**Given information**
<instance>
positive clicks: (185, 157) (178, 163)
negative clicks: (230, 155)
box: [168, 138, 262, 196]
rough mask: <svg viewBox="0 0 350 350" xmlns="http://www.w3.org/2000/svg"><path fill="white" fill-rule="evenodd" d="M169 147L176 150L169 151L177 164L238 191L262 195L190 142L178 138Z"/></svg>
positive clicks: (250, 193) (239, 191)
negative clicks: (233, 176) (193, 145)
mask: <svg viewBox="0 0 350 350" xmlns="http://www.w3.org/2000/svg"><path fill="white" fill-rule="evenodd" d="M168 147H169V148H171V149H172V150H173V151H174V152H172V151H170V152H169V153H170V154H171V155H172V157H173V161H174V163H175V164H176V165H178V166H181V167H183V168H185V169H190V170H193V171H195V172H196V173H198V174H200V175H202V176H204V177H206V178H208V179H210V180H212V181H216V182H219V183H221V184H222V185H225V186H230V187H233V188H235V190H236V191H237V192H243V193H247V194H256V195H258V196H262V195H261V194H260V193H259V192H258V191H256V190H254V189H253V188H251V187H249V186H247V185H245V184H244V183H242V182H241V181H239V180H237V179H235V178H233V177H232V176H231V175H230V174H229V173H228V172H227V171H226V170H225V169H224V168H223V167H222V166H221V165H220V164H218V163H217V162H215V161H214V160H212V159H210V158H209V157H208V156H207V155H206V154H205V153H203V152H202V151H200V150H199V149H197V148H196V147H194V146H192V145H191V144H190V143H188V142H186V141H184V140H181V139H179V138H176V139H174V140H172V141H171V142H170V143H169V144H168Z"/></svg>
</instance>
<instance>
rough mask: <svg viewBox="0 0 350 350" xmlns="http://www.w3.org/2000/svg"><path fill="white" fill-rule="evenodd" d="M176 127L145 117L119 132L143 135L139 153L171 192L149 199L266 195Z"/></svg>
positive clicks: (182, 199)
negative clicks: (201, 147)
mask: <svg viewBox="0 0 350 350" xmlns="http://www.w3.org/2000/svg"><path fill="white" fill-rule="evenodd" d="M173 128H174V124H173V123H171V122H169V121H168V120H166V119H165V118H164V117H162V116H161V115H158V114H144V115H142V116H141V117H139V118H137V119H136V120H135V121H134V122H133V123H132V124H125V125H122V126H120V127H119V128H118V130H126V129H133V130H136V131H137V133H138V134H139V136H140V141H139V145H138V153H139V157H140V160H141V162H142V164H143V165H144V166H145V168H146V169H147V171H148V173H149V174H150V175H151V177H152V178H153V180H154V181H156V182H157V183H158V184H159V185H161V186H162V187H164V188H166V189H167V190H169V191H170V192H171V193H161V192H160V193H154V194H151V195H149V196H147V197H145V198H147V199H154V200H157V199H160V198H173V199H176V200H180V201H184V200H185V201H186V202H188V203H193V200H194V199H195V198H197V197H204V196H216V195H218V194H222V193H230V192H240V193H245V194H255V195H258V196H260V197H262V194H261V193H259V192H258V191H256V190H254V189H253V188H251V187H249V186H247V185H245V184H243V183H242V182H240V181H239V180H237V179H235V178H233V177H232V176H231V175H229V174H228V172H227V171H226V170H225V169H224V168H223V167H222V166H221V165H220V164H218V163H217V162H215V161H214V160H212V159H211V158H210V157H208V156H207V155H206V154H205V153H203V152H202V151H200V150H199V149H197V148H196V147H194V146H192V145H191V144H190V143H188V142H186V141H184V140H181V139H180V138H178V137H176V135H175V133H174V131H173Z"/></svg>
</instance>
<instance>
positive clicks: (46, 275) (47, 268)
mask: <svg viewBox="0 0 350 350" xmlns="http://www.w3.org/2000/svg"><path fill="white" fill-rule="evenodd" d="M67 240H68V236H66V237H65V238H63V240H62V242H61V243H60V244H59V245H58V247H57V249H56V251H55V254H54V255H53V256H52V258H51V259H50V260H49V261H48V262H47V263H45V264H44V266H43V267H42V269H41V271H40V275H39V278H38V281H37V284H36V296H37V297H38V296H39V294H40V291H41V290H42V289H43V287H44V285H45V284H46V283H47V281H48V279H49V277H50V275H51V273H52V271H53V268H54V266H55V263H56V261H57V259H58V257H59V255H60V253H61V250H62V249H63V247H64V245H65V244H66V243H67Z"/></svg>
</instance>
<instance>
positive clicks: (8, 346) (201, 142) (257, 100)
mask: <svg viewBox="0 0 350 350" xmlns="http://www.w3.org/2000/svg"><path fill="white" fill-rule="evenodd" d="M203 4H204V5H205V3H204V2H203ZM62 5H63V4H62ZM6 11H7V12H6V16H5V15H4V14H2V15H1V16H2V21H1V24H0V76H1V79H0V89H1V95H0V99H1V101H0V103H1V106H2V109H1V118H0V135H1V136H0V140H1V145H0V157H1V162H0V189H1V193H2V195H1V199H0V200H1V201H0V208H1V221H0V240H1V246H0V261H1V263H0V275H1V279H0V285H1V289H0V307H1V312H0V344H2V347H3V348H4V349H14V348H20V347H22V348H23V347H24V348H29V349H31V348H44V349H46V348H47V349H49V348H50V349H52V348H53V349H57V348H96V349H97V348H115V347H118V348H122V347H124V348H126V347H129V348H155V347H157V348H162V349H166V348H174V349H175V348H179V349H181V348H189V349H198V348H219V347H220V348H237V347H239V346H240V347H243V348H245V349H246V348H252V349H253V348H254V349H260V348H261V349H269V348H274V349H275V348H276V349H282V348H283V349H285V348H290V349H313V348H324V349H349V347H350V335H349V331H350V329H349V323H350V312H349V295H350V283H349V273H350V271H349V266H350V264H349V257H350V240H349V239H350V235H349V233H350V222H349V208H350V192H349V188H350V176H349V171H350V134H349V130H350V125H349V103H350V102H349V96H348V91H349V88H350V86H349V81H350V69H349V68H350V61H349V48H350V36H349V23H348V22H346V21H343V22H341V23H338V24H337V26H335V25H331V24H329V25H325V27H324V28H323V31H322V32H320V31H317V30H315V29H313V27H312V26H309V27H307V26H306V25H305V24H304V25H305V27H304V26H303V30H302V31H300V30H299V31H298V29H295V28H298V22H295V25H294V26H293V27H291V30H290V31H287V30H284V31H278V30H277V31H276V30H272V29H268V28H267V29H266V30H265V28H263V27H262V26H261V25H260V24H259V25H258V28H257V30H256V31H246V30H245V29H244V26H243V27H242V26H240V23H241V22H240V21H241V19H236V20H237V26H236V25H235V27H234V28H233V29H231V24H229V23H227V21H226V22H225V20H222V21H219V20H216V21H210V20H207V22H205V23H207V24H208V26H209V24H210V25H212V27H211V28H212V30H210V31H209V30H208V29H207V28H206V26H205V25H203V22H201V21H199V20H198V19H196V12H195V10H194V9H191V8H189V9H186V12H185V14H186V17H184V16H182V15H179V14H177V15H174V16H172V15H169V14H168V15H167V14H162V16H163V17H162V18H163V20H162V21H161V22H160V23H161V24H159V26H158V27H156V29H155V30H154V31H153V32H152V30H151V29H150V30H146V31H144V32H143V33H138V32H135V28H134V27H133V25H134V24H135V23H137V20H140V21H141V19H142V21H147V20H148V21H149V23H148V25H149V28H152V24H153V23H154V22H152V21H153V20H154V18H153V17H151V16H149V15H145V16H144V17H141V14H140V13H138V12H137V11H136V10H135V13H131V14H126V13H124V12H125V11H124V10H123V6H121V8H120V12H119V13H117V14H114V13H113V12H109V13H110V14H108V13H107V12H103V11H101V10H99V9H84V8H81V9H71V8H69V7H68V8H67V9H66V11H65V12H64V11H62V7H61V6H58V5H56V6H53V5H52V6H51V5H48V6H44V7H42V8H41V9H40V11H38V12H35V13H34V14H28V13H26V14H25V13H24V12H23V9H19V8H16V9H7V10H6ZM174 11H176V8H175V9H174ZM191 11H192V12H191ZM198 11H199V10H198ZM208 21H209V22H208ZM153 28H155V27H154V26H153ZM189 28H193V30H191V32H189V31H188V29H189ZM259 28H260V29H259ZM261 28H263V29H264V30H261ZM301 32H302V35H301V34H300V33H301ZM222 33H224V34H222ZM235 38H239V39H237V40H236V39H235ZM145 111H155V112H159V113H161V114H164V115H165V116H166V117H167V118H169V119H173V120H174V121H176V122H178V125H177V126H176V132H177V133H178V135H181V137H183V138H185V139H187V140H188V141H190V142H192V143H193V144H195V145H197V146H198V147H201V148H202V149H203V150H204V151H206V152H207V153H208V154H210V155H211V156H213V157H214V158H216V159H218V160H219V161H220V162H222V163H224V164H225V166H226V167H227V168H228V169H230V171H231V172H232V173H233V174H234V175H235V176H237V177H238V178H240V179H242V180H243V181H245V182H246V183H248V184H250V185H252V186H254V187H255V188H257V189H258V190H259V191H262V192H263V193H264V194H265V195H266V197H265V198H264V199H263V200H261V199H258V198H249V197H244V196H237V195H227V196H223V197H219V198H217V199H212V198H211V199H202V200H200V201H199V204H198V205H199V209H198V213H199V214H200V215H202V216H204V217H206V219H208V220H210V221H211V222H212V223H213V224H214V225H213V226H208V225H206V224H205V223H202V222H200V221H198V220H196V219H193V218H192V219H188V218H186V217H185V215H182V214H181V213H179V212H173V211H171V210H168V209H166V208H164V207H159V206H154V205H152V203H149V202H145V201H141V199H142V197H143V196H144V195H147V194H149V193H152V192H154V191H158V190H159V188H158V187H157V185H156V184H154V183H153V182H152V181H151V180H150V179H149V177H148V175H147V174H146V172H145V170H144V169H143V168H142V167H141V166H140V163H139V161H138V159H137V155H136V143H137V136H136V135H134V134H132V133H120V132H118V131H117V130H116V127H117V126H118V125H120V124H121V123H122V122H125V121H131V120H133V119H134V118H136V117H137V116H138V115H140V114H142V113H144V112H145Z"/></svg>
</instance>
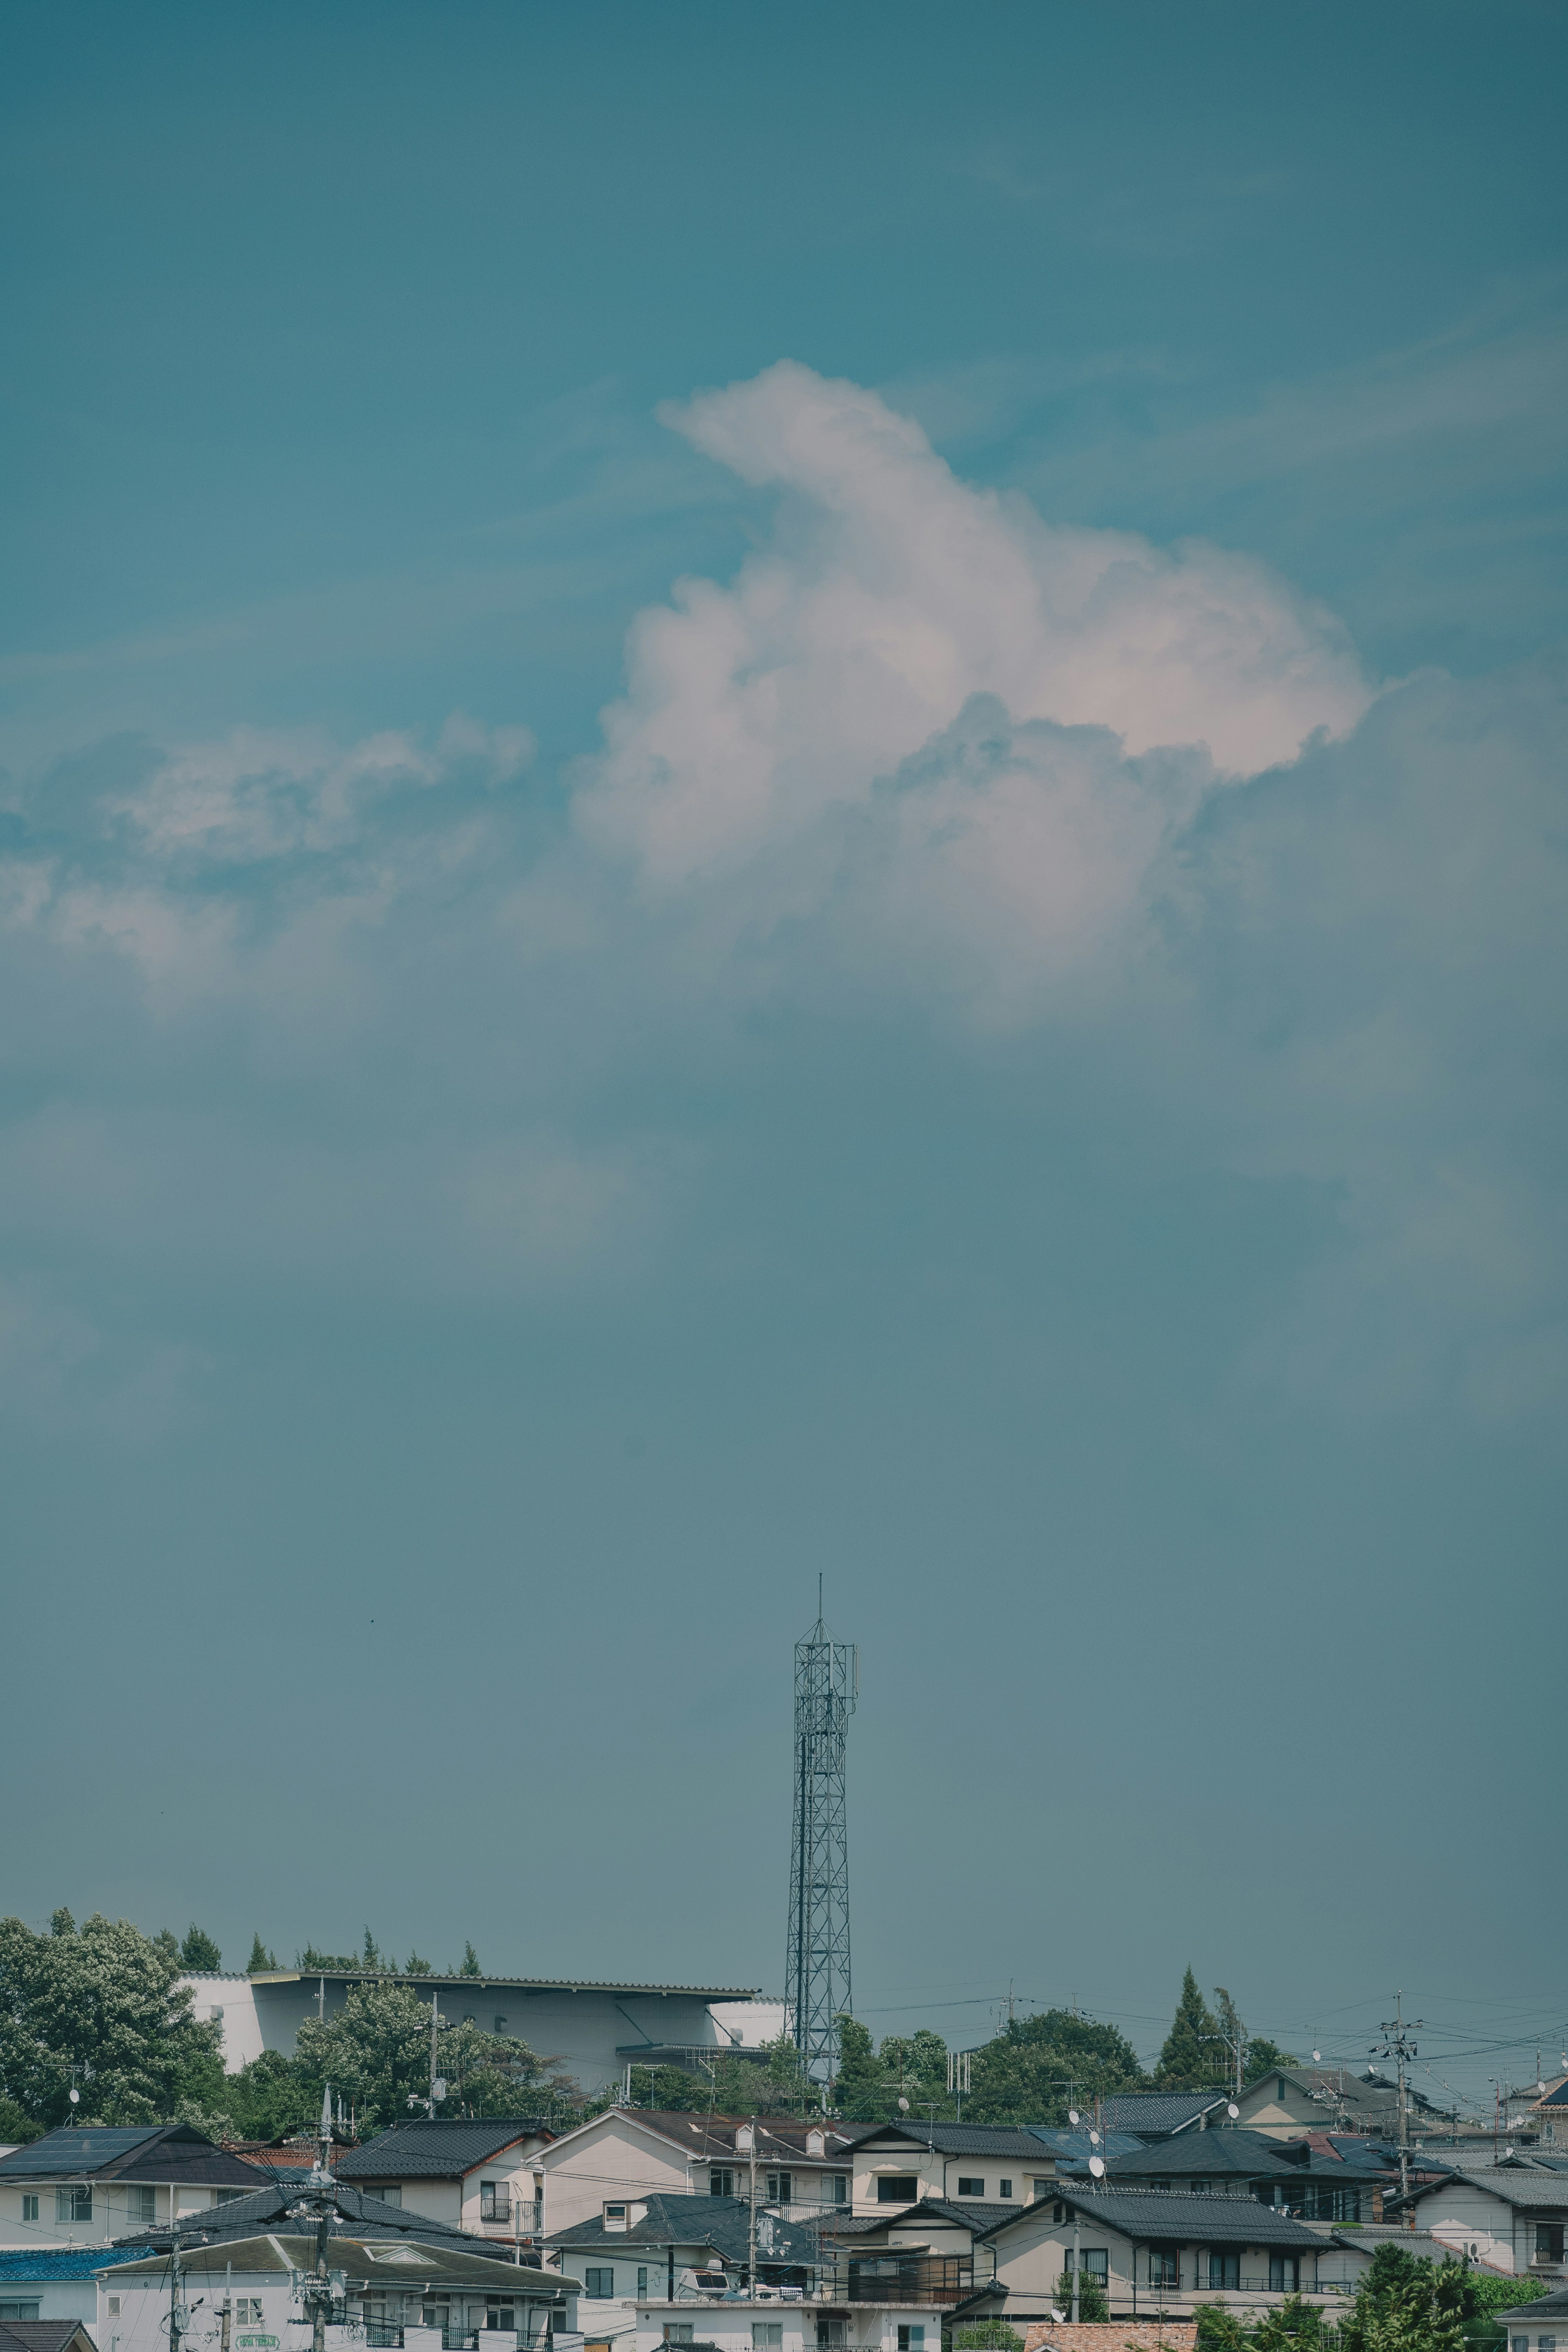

**Activity**
Update the material from its first line through the line that contains "negative clicks: (233, 176) (193, 145)", changing every "positive clicks" to "foreground clicks" and leaving all else as it is.

**Exercise answer**
<instance>
foreground clicks: (185, 157) (178, 163)
negative clicks: (230, 155)
box: [168, 138, 262, 196]
rough mask: <svg viewBox="0 0 350 350" xmlns="http://www.w3.org/2000/svg"><path fill="white" fill-rule="evenodd" d="M169 147L176 150L169 151L177 164L238 191L262 195L190 142L178 138Z"/></svg>
foreground clicks: (250, 193) (239, 191)
negative clicks: (233, 176) (193, 145)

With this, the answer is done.